# What is required
Reproduce every line of the following listing verbatim, keeping the original order.

-- Start of Provided records --

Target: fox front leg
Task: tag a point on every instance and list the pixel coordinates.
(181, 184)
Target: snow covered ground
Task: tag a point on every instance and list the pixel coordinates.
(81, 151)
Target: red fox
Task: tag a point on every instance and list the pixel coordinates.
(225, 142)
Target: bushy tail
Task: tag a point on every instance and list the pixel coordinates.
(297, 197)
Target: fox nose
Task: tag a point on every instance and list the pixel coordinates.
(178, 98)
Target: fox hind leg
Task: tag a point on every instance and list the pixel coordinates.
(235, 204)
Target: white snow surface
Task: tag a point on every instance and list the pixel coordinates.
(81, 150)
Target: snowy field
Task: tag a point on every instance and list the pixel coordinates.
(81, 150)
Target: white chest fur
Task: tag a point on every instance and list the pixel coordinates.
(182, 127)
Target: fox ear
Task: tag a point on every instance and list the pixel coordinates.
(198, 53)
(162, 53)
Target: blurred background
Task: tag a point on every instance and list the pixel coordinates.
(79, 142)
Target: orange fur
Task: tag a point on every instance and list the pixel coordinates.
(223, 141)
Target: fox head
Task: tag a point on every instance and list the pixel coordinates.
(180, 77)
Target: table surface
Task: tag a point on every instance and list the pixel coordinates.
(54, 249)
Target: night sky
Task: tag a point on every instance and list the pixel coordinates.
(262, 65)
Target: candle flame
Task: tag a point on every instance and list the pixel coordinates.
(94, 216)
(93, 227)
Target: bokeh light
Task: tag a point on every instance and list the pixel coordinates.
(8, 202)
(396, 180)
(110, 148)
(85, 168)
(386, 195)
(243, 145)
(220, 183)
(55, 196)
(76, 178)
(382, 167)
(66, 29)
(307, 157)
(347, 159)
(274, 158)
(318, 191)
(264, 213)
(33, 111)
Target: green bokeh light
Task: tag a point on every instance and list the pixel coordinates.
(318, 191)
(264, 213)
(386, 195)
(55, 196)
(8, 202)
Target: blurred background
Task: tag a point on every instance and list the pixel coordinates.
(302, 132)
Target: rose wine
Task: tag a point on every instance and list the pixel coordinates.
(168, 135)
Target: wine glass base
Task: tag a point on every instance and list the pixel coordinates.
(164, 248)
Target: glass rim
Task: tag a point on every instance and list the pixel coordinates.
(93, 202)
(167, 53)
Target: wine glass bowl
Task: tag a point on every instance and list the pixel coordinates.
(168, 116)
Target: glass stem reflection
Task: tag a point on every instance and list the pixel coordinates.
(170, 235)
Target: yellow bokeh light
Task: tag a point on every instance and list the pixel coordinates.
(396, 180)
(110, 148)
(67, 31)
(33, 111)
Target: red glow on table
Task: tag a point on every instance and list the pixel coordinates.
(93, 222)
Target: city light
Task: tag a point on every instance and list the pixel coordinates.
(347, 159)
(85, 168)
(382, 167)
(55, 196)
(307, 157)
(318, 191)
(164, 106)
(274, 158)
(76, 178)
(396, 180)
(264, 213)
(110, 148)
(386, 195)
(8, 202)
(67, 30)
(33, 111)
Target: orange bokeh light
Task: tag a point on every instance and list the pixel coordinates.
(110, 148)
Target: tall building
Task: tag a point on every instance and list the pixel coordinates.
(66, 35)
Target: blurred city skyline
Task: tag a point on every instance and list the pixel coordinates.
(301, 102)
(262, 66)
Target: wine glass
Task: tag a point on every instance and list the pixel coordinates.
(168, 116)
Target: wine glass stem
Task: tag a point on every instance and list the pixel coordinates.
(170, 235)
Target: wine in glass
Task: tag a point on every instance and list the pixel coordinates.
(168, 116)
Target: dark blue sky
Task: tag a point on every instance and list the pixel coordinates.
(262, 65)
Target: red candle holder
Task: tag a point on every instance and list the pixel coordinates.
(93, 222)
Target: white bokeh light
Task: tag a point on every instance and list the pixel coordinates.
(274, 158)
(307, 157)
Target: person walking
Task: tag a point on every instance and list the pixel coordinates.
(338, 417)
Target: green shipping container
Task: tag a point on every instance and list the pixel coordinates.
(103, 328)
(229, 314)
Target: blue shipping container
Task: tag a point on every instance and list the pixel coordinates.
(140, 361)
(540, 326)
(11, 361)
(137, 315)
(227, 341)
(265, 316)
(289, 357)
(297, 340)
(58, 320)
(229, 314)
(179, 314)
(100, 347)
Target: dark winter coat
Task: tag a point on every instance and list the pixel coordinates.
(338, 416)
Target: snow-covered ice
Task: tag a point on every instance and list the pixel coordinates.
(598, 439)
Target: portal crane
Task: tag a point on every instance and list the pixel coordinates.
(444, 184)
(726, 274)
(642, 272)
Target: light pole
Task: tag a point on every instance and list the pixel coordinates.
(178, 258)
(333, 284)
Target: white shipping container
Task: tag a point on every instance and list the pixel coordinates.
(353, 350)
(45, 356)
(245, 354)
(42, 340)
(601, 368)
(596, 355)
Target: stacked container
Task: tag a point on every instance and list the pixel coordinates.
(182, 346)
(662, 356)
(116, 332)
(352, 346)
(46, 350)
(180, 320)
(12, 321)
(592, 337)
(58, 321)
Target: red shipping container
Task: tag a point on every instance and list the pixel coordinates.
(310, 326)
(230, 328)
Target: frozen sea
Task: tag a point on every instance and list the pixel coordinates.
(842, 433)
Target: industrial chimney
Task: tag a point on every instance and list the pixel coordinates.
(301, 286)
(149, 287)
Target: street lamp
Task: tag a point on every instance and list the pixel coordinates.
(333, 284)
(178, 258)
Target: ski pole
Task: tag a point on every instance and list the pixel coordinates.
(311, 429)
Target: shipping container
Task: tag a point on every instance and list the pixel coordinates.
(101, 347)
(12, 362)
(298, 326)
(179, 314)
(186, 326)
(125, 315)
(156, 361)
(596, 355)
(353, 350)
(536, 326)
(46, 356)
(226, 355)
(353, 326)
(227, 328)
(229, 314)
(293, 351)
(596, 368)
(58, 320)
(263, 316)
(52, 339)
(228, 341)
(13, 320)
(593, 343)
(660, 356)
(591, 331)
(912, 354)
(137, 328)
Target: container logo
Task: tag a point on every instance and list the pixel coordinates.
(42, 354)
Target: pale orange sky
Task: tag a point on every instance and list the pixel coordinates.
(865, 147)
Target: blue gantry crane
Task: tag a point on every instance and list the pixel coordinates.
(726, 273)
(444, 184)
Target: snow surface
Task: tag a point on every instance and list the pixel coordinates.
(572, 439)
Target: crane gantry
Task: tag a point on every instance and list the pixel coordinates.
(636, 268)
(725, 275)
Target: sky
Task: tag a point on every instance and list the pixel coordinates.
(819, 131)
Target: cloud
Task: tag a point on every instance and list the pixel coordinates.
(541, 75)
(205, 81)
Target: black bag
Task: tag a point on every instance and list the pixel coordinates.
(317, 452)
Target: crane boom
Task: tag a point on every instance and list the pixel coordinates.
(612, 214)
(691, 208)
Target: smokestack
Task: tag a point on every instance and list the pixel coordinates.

-- End of Provided records --

# Task output
Target: fox front leg
Task: tag a point on every instance and list the pixel coordinates.
(181, 184)
Target: snow covered ground
Task: tag a point on every instance and list the pixel coordinates.
(81, 151)
Target: red fox
Task: tag a point on every instance and list the pixel coordinates.
(225, 142)
Target: bushy tail
Task: tag a point on every instance and list the pixel coordinates.
(297, 197)
Target: fox nose
Task: tag a point on every instance and list the pixel coordinates.
(178, 98)
Target: fox hind leg
Task: tag a point on every instance and list the pixel coordinates.
(235, 204)
Target: white snow surface
Task: tag a point on every instance and list the pixel coordinates.
(81, 150)
Target: snowy field
Task: tag a point on every instance and list the pixel coordinates.
(81, 150)
Target: white chest fur
Task: tag a point on every instance and list the pixel coordinates.
(182, 127)
Target: fox ear
Task: tag a point on every instance and list the pixel coordinates.
(198, 53)
(162, 53)
Target: blurred background
Task: tag a point on every instance and list the pixel coordinates.
(79, 142)
Target: orange fur
Task: tag a point on every instance and list the pixel coordinates.
(223, 141)
Target: fox head
Task: tag a point on every instance and list the pixel coordinates.
(180, 77)
Target: table surface
Task: tag a point on every instance and list the pixel coordinates.
(54, 249)
Target: night sky
Task: tag a point on every instance and list the pixel coordinates.
(262, 65)
Target: candle flame
Task: tag a point on every instance and list the pixel coordinates.
(94, 216)
(93, 227)
Target: bokeh light
Task: tag a point on every instance and list the pixel coordinates.
(8, 202)
(396, 180)
(110, 148)
(85, 168)
(386, 195)
(243, 145)
(220, 183)
(55, 196)
(76, 178)
(382, 167)
(66, 29)
(307, 157)
(347, 159)
(274, 158)
(318, 191)
(264, 213)
(33, 111)
Target: green bokeh light
Task: tag a point on every instance and list the pixel coordinates.
(318, 191)
(264, 213)
(386, 195)
(55, 196)
(8, 202)
Target: blurred background
Task: tag a point on every instance and list the pixel coordinates.
(302, 132)
Target: rose wine
Task: tag a point on every instance and list the pixel coordinates.
(168, 135)
Target: wine glass base
Task: tag a point on every instance and list the pixel coordinates.
(164, 248)
Target: glass rim
Task: tag a point on every instance and list the pixel coordinates.
(93, 202)
(167, 53)
Target: wine glass bowl
Task: tag a point on every instance and list the pixel coordinates.
(168, 116)
Target: glass stem reflection
Task: tag a point on every instance and list the pixel coordinates.
(170, 235)
Target: yellow bokeh light
Task: tag a point on every instance and list the pixel coordinates.
(396, 180)
(110, 148)
(67, 31)
(33, 111)
Target: red glow on table
Task: tag a point on every instance and list the pixel coordinates.
(93, 222)
Target: city light
Task: tag a point on every instance and list the pixel coordinates.
(347, 159)
(85, 168)
(382, 167)
(55, 196)
(307, 157)
(318, 191)
(164, 106)
(274, 158)
(76, 178)
(396, 180)
(264, 213)
(110, 148)
(386, 195)
(8, 202)
(67, 30)
(33, 111)
Target: orange bokeh light
Task: tag a point on every instance and list the pixel coordinates.
(110, 148)
Target: tall building
Task: tag a point on every instance and list the pixel coordinates.
(66, 35)
Target: blurred city skyline
Task: tag a point on every instance and list the pixel coordinates.
(301, 102)
(262, 66)
Target: wine glass
Task: tag a point on every instance and list the pixel coordinates.
(168, 116)
Target: wine glass stem
Task: tag a point on every instance and list the pixel coordinates.
(170, 235)
Target: wine in glass
Task: tag a point on every instance and list the pixel coordinates.
(168, 116)
Target: dark blue sky
Task: tag a point on every instance and list the pixel coordinates.
(262, 65)
Target: red candle holder
Task: tag a point on every instance and list the pixel coordinates.
(93, 222)
Target: white bokeh light
Task: tag a point on every instance and list the pixel coordinates.
(274, 158)
(307, 157)
Target: person walking
Task: tag a point on every instance and list the pixel coordinates.
(338, 417)
Target: green shipping container
Task: tag a point on every instance and list the pixel coordinates.
(103, 328)
(229, 314)
Target: blue shipping container
Task: tag a point on every instance and list the pixel coordinates.
(140, 361)
(540, 326)
(11, 361)
(137, 315)
(227, 341)
(265, 316)
(289, 357)
(297, 340)
(58, 320)
(229, 314)
(179, 314)
(100, 347)
Target: dark winter coat
Task: tag a point on every instance and list the pixel coordinates.
(338, 416)
Target: snow-covered ice
Task: tag a point on every instance and list the pixel coordinates.
(598, 439)
Target: portal crane
Task: tag a point on every instance and list the pixel coordinates.
(444, 184)
(726, 274)
(642, 272)
Target: light pole
Task: tag a point on every instance and list the pixel coordinates.
(178, 258)
(333, 284)
Target: white shipping container
Task: tag a point on every instance and list the pixel coordinates.
(353, 350)
(45, 356)
(245, 354)
(42, 340)
(601, 368)
(596, 355)
Target: stacked container
Task: tag a point on every instance and list the pixel coordinates.
(182, 346)
(662, 356)
(116, 332)
(352, 346)
(46, 350)
(180, 320)
(12, 321)
(592, 337)
(58, 321)
Target: red shipping container
Task: tag a point on every instance and list the pixel coordinates.
(310, 326)
(230, 328)
Target: frozen sea
Task: tag a point on every instance and list the pixel coordinates.
(842, 433)
Target: industrial chimney
Task: tag a point on every instance and list the pixel coordinates.
(301, 286)
(149, 287)
Target: street lamp
Task: tag a point on every instance and list the pixel coordinates.
(333, 284)
(178, 258)
Target: ski pole
Task: tag a point on every instance and list the pixel coordinates.
(311, 429)
Target: shipping container
Task: tag a point on every instance and list the pixel coordinates.
(101, 347)
(12, 362)
(298, 326)
(179, 314)
(186, 326)
(125, 315)
(156, 361)
(596, 355)
(353, 350)
(536, 326)
(46, 356)
(226, 355)
(353, 326)
(227, 328)
(229, 314)
(293, 351)
(596, 368)
(58, 320)
(263, 316)
(52, 339)
(228, 341)
(13, 320)
(593, 343)
(660, 356)
(591, 331)
(912, 354)
(137, 328)
Target: container logo
Task: tag a point on every instance and list the pixel coordinates.
(42, 354)
Target: pale orange sky
Task: tag a point on every instance and list the pixel coordinates.
(865, 147)
Target: blue gantry crane
Task: tag a point on every instance and list the pixel coordinates.
(726, 273)
(444, 184)
Target: snow surface
Task: tag a point on every instance and list the pixel coordinates.
(572, 439)
Target: crane gantry
Task: tag a point on every instance and list the pixel coordinates.
(636, 268)
(725, 275)
Target: sky
Task: tag a point on every instance and list the pixel coordinates.
(819, 131)
Target: cloud
Task: tag a point on every instance and list the pixel coordinates.
(541, 75)
(205, 81)
Target: black bag
Task: tag a point on every instance and list the pixel coordinates.
(317, 452)
Target: crane boom
Task: tag a point on every instance and list the pixel coordinates.
(612, 214)
(691, 208)
Target: smokestack
Task: tag a point on every instance and list the pixel coordinates.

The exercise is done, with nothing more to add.